READING TEXT:

◆ ◆ ◆

June 1, 2009

PWC report on Semantic Web

There has already been a number of blogs and tweetes on PriceWaterhouseCoopers’ Spring ’09 Technology Forecast on Semantic Web, but it may still be worth writing about it. The document can be downloaded from the Web free of charge in return for a registration. It includes some of PWC’s own overview on the technology, plus interviews with Tom Scott (BBC), Uche Ogbuji (Zepheira), Lynn Vogel (University of Texas M.D. Anderson Cancer Center), and Frank Chum (Chevron).

The document is clearly not aimed at technologists of the Semantic Web. But there are number of well chosen wordings and quotes that might help us to talk to people around us who have to be convinced about the value of Linked Data/Semantic Web. Just a few of those:

PricewaterhouseCoopers believes a Web of data will develop that fully augments the document Web of today. You’ll be able to find and take pieces of data sets from different places, aggregate them without warehousing, and analyze them in a more straightforward, powerful way than you can now.

◆ ◆ ◆

WHAT IS BEING ASKED:
Carry on the blog post about the PWC report on the Semantic Web, picking up right after its last sentence. The listing comes from a separate source and has nothing to do with the post about the PWC report.

◆ ◆ ◆

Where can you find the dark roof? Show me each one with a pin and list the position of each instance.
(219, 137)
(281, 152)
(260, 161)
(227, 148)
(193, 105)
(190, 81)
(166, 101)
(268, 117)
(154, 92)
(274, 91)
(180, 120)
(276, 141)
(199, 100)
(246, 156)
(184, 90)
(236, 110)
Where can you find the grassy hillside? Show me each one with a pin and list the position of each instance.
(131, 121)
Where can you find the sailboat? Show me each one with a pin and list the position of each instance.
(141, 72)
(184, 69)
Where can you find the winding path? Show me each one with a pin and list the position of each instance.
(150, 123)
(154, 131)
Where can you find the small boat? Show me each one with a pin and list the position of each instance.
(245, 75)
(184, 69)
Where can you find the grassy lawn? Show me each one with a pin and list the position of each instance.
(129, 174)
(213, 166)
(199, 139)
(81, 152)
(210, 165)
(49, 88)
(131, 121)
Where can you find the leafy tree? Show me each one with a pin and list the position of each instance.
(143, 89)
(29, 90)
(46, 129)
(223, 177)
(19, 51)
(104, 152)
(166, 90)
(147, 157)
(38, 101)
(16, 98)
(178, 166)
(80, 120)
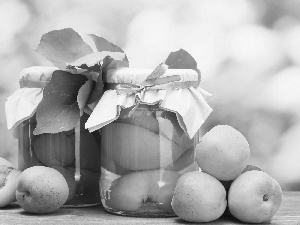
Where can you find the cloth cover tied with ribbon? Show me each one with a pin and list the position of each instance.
(173, 90)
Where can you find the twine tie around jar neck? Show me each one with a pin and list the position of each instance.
(152, 82)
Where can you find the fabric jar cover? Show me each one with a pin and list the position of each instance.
(22, 104)
(189, 102)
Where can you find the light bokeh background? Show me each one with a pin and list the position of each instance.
(248, 52)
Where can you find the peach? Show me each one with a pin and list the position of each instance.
(89, 181)
(70, 178)
(169, 130)
(130, 192)
(199, 197)
(185, 160)
(41, 189)
(90, 158)
(141, 118)
(223, 152)
(135, 148)
(254, 197)
(8, 179)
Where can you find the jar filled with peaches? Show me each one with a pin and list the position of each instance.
(45, 117)
(149, 131)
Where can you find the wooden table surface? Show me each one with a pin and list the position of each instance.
(289, 213)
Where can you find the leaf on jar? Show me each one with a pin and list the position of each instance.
(111, 62)
(63, 46)
(59, 110)
(84, 94)
(104, 45)
(181, 59)
(95, 58)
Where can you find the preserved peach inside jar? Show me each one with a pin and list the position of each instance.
(75, 152)
(148, 137)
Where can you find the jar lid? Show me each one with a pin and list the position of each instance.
(138, 75)
(36, 76)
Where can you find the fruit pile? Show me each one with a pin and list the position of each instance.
(226, 184)
(144, 152)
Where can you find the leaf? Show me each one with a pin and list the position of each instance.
(84, 94)
(59, 110)
(98, 90)
(182, 60)
(108, 63)
(63, 46)
(95, 58)
(104, 45)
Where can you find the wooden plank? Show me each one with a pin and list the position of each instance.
(288, 214)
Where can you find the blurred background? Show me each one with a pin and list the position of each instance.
(248, 52)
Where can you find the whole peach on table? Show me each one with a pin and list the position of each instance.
(41, 189)
(199, 197)
(223, 152)
(254, 197)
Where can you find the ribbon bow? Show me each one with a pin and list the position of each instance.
(153, 82)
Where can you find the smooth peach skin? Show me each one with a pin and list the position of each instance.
(89, 181)
(223, 152)
(41, 189)
(55, 149)
(8, 180)
(185, 160)
(254, 197)
(90, 157)
(5, 162)
(142, 119)
(129, 192)
(135, 148)
(70, 178)
(199, 197)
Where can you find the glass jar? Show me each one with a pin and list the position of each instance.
(81, 170)
(143, 154)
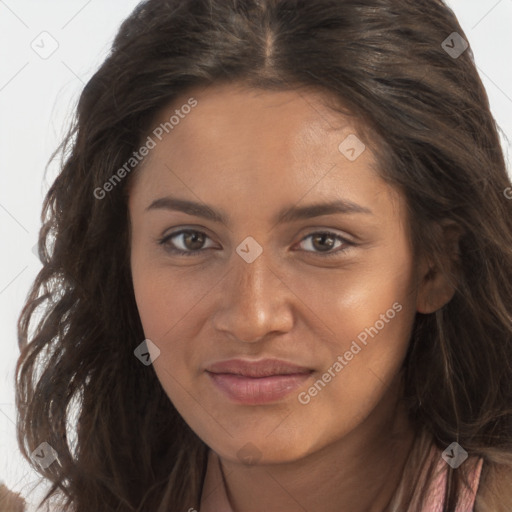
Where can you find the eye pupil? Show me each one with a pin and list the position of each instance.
(322, 238)
(195, 237)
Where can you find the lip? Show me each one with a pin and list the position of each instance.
(257, 382)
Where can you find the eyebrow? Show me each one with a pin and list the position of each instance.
(286, 215)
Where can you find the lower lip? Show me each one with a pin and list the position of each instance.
(261, 390)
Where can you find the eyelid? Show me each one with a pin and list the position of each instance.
(345, 242)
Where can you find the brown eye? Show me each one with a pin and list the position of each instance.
(187, 242)
(325, 242)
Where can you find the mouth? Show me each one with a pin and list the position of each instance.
(257, 382)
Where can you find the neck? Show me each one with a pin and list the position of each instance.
(358, 473)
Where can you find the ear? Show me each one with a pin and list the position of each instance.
(437, 276)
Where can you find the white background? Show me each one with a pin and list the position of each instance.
(36, 98)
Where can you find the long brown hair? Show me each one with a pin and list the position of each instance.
(425, 114)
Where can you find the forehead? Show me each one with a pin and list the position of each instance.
(255, 145)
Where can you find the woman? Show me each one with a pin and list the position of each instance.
(277, 268)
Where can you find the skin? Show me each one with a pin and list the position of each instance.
(249, 154)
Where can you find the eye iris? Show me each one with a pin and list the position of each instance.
(322, 239)
(197, 240)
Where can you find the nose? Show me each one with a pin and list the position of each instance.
(255, 302)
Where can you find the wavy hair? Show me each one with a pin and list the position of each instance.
(122, 446)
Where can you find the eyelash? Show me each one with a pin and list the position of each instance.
(164, 241)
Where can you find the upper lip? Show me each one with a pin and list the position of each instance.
(260, 368)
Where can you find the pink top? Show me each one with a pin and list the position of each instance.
(214, 498)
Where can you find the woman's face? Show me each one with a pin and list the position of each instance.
(258, 179)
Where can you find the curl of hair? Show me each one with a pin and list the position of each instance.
(426, 116)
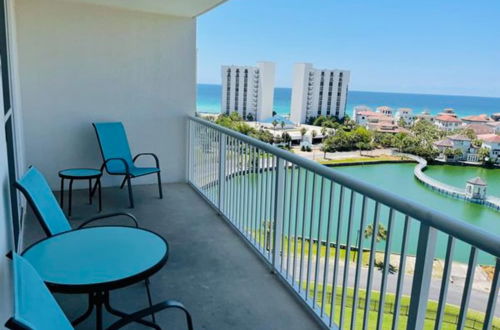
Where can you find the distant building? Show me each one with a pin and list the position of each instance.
(479, 129)
(447, 122)
(425, 115)
(318, 92)
(475, 188)
(248, 90)
(458, 142)
(360, 108)
(448, 112)
(475, 119)
(385, 110)
(492, 143)
(406, 114)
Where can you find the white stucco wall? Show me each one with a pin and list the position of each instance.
(81, 63)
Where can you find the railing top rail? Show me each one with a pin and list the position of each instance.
(462, 230)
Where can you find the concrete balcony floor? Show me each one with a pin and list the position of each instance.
(210, 269)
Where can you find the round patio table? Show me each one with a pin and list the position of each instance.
(95, 260)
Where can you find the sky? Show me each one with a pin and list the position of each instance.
(435, 47)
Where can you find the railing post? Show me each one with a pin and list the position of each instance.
(422, 277)
(278, 210)
(222, 170)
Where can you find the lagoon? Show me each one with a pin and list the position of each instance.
(397, 178)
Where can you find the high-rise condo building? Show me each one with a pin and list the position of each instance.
(248, 90)
(318, 92)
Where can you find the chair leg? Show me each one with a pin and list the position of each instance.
(123, 182)
(62, 193)
(159, 185)
(70, 196)
(130, 196)
(150, 300)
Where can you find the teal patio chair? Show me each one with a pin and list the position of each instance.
(36, 308)
(49, 213)
(117, 158)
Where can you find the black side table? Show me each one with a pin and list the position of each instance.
(80, 174)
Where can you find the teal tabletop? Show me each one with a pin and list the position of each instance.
(94, 258)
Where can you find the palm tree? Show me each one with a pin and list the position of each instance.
(303, 132)
(275, 123)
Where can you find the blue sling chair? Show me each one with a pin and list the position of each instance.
(36, 308)
(50, 215)
(118, 159)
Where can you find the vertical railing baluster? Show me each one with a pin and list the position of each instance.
(311, 240)
(492, 298)
(304, 208)
(359, 261)
(385, 270)
(469, 279)
(328, 246)
(290, 212)
(296, 226)
(371, 265)
(352, 202)
(319, 244)
(222, 171)
(279, 197)
(401, 272)
(286, 189)
(337, 255)
(422, 277)
(448, 261)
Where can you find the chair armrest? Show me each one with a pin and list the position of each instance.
(150, 310)
(109, 215)
(148, 154)
(127, 171)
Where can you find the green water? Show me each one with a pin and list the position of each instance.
(458, 175)
(307, 207)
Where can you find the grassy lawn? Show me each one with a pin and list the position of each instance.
(474, 318)
(259, 235)
(362, 159)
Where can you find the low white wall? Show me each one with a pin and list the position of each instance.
(82, 63)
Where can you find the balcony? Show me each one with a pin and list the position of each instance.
(305, 221)
(223, 283)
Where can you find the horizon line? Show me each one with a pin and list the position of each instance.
(366, 91)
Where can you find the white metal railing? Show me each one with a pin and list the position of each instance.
(312, 225)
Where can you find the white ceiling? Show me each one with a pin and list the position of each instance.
(182, 8)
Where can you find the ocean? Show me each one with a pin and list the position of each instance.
(208, 100)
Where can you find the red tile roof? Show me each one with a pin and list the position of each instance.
(479, 118)
(489, 138)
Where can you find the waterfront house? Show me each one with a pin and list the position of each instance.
(425, 115)
(406, 114)
(475, 119)
(475, 188)
(492, 143)
(457, 142)
(480, 128)
(447, 122)
(385, 110)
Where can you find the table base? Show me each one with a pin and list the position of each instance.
(100, 299)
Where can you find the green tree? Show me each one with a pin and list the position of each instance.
(303, 132)
(483, 153)
(274, 123)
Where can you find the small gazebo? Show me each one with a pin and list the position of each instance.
(475, 188)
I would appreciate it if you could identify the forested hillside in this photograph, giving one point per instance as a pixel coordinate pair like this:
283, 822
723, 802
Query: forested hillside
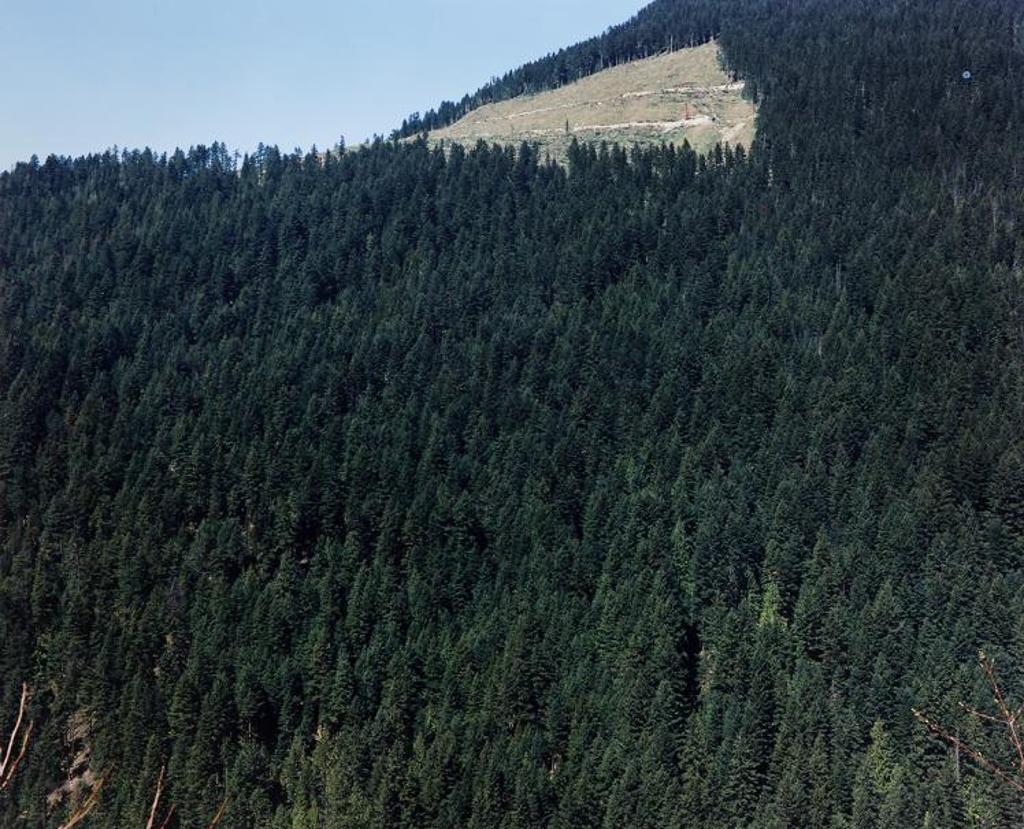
408, 488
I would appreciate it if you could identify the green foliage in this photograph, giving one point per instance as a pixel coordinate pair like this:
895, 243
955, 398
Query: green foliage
392, 487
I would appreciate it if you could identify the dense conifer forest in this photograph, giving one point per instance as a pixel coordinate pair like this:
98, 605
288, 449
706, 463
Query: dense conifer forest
394, 487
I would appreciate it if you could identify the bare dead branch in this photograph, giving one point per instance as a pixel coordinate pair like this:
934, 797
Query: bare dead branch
154, 810
972, 752
8, 759
1007, 717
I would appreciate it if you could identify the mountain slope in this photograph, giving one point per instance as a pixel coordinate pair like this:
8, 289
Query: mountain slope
679, 96
403, 487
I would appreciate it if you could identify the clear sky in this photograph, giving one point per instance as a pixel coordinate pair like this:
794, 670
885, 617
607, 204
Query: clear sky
78, 76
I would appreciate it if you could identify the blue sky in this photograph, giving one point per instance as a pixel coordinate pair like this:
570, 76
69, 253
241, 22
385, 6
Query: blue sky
78, 76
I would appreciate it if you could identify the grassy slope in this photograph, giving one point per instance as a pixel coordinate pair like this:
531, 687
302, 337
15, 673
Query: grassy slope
667, 98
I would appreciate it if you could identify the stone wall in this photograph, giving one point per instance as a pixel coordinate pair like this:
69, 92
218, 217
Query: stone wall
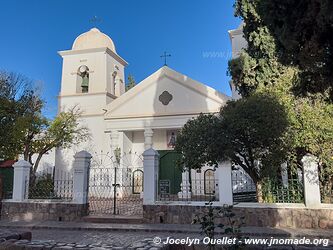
288, 217
42, 210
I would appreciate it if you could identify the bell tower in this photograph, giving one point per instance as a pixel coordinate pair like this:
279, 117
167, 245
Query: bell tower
92, 73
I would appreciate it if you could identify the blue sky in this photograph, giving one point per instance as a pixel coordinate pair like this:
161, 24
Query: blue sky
195, 32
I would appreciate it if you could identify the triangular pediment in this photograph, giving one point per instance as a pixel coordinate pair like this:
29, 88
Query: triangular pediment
165, 93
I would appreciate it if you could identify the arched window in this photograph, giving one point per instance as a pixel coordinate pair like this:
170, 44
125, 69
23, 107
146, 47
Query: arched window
209, 181
137, 181
83, 79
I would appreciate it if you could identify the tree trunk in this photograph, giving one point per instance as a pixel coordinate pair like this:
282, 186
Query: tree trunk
259, 192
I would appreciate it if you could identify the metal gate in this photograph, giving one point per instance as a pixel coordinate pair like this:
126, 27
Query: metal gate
116, 185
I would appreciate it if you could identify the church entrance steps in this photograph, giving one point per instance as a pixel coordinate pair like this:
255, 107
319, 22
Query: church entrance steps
170, 228
117, 219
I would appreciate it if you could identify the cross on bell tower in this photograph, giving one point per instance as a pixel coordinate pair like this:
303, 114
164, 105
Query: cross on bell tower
95, 20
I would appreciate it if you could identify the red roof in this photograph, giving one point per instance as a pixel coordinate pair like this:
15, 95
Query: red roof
7, 164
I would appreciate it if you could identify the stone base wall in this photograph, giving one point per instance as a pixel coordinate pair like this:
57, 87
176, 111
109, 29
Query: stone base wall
41, 210
254, 216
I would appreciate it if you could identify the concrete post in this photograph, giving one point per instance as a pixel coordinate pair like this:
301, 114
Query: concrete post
114, 140
81, 177
225, 183
150, 176
21, 180
311, 181
148, 138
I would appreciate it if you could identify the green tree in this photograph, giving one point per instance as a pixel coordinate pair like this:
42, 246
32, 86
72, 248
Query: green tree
130, 82
64, 131
18, 108
282, 34
250, 132
289, 53
24, 129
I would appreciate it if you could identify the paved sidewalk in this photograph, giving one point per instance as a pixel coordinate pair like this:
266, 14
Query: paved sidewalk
169, 228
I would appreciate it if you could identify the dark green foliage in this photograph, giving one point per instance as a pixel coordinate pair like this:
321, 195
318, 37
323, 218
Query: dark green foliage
20, 114
290, 54
223, 218
246, 131
24, 129
282, 34
303, 30
196, 141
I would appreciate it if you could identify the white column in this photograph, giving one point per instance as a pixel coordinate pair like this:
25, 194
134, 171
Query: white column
225, 182
150, 176
81, 177
148, 138
284, 174
114, 140
311, 181
21, 180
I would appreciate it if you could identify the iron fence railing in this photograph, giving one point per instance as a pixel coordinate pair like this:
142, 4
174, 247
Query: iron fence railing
278, 192
243, 187
51, 184
195, 185
326, 190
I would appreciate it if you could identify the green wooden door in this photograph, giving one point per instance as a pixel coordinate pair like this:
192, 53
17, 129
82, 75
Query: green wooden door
169, 170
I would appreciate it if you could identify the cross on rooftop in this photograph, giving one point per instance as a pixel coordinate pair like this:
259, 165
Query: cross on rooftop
165, 56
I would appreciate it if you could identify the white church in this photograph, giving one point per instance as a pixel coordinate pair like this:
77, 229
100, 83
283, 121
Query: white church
149, 115
146, 116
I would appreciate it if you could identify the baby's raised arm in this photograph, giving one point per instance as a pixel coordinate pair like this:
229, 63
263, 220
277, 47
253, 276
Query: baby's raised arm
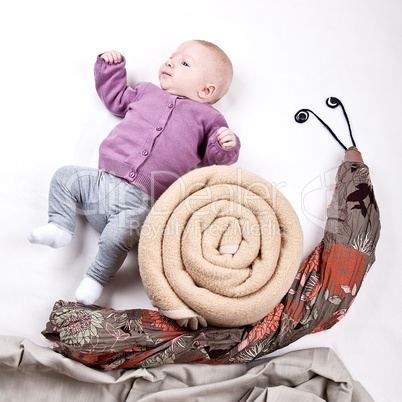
113, 56
226, 138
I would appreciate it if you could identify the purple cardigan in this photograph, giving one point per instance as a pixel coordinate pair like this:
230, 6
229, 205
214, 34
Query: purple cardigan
161, 136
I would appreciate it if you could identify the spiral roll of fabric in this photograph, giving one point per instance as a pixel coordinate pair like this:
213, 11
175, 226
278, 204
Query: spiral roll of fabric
220, 247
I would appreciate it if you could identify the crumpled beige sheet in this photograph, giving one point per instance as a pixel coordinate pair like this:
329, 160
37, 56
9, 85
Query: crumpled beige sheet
32, 373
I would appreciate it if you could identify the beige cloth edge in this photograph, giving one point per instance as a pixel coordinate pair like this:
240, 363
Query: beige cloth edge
30, 372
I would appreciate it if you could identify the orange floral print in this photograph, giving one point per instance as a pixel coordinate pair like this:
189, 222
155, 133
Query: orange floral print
269, 324
342, 266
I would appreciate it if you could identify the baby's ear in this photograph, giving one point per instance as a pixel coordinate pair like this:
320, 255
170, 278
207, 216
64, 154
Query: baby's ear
207, 92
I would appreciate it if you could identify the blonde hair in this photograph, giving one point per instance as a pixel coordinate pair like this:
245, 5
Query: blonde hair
223, 68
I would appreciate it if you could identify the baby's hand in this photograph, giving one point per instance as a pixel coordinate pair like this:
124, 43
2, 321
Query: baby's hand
226, 138
111, 57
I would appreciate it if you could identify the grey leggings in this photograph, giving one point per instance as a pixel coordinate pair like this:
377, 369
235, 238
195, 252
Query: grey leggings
114, 207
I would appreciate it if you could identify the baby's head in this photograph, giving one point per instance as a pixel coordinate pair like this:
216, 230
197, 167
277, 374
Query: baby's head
199, 70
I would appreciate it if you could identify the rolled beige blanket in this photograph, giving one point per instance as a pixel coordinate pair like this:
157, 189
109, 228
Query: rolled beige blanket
221, 247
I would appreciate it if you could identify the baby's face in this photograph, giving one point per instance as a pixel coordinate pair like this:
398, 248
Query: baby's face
187, 72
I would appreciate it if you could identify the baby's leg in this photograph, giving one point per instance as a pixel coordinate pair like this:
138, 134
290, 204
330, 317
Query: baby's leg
127, 209
69, 186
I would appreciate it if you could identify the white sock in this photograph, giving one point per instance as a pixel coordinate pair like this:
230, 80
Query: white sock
88, 291
50, 235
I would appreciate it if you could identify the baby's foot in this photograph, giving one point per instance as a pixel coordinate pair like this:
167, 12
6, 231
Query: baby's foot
50, 235
88, 291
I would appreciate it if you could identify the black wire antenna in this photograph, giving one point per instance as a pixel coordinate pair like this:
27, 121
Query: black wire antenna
303, 114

◆ ◆ ◆

EXPECTED OUTPUT:
Let’s say your agency represents musicians, and you want to develop your own ontology […]. You might create your own ontology to keep better tabs on what’s current in the music world […]. You also can link your ontology to someone else’s and take advantage of their data in conjunction with yours. Contrast this scenario with how data rationalization occurs in the relational data world. Each time, for each point of data integration, humans must figure out the semantics for the data element and verify through time consuming activities that a field with a specific label […] is actually useful, maintained, and defined to mean what the label implies. Although an ontology-based approach requires more front-end effort than a traditional data integration program, ultimately the ontological approach to data classification is more scalable […]. It’s more scalable precisely because the semantics of any data being integrated is being managed in a collaborative, standard, reusable way.


With the Semantic Web, you don’t have to reinvent the wheel with your own ontology, because others […] have already created ontologies and made them available on the Web. As long as they’re public and useful, you can use those. Where your context differs from theirs, you make yours specific, but where there’s commonality, you use what they have created and leave it in place. Ideally, you make public the non-sensitive elements of your business-specific ontology that are consistent with your business model, so others can make use of them. All of these are linked over the Web, so you have both the benefits and the risks of these interdependencies. Once you link, you can browse and query across all the domains you’re linked to.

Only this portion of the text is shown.